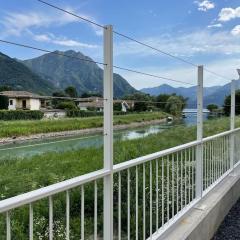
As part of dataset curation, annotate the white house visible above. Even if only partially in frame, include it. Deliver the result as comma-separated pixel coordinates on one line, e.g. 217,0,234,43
0,91,45,110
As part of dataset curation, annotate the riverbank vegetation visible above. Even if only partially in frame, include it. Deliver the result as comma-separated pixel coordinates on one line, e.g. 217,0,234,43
0,118,236,199
0,118,237,240
0,112,168,138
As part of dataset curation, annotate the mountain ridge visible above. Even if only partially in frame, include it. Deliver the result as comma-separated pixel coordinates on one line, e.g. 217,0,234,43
0,52,54,95
140,80,240,108
22,50,137,97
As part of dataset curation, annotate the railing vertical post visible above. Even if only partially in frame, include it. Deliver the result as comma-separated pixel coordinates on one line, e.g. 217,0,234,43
196,66,203,198
230,80,236,169
103,25,113,240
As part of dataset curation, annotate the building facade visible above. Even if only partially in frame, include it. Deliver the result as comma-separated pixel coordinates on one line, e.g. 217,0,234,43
0,91,43,110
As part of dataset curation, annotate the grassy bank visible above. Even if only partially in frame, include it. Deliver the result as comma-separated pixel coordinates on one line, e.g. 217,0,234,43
0,112,168,138
0,116,240,240
0,118,236,199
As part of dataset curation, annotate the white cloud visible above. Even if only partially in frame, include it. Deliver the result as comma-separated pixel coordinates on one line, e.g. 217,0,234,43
231,25,240,36
0,8,101,37
119,58,240,89
114,30,240,57
218,7,240,22
32,34,99,49
208,23,222,28
195,0,215,12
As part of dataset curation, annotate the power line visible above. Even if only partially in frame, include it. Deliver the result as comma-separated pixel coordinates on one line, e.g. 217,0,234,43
37,0,105,29
113,66,195,86
203,67,232,81
37,0,234,84
0,39,194,86
37,0,197,67
113,31,198,67
0,39,106,65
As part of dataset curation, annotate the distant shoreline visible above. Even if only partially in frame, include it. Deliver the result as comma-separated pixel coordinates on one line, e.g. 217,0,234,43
0,119,167,145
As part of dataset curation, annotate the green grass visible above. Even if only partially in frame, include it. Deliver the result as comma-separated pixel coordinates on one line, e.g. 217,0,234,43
0,112,167,138
0,115,236,199
0,118,240,240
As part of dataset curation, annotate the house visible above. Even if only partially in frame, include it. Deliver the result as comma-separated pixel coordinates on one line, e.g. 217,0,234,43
78,97,104,112
77,97,134,112
0,91,45,110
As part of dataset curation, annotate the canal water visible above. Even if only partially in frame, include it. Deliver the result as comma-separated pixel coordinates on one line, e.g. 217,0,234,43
0,112,207,160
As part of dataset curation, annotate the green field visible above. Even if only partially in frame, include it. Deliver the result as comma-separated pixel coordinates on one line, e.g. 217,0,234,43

☆ ☆ ☆

- Stated goal:
Rewrite every line from the start of the records through the line containing "0,119,167,145", inclusive, with the requests, and multiply each bounding-box coordinate in the answers by 1.15, rounding to whole numbers with halves rounded up. Leave the numbers in the requests and their format samples unchanged, and leave the pictures out.

- The reply:
As part of dataset curation, annotate the white house visible above. Even if only partially in frame, include it. Deliver the result as comma-separated pixel coordinates on one line, e.g. 217,0,234,43
0,105,52,127
As part of dataset curation, annotate the riverbank vegetation visible above. Even if only partially in frame, include it. Deliver the result as comma-separated pixel coordinates on one line, e.g. 217,0,234,43
0,136,271,229
0,136,273,276
0,129,193,159
As part of dataset curation, annotate the mountain ridge visible above. Even if only partially in frame, include it. Deliver the result as comma-separated pixel coordinates on one line, e.g. 217,0,234,43
0,60,62,109
161,92,276,124
25,58,158,112
As part of dataset curation, annotate the railing vertical post visible above. Even if only partially in frame, include it. Deliver the result as comma-separated pixel coordinates on one line, e.g. 217,0,234,43
225,76,233,228
265,92,271,194
118,29,130,276
As part of dataset curation, annotate the building facade visible above. Even if only partially in frame, include it. Deliver the result as comma-separated pixel coordinates on one line, e.g. 217,0,234,43
0,105,49,127
As part of dataset curation, annotate the grassy bank visible above. Even if only partially in frame, include it. Deliver the result as comma-separated pixel coordinates on one line, e.g. 217,0,234,43
0,129,193,159
0,133,276,276
0,136,271,229
As part of dataset curation, annotate the white cloud visible above. Even if only partially in frame, include it. Deliver the result as comma-separated pixel coordinates on one line, e.g. 217,0,234,43
266,29,276,41
0,9,116,43
137,67,276,102
131,35,276,66
251,8,276,25
37,39,114,56
239,26,255,32
224,0,247,14
As part of dataset curation, annotate the power line visible above. Even if only partially in frame, include it. Deliver the result as comma-separated pixel coordinates on one line, e.g. 217,0,234,43
43,0,121,33
130,76,224,99
233,77,267,93
43,0,269,97
0,45,223,99
43,0,227,77
130,36,228,77
0,45,122,75
As part of dataset curation, annotate the distant shoreline visible above. Even if only partially in frame, include it. Deliver the result as comma-separated pixel coordinates on one line, e.g. 217,0,234,43
0,137,192,167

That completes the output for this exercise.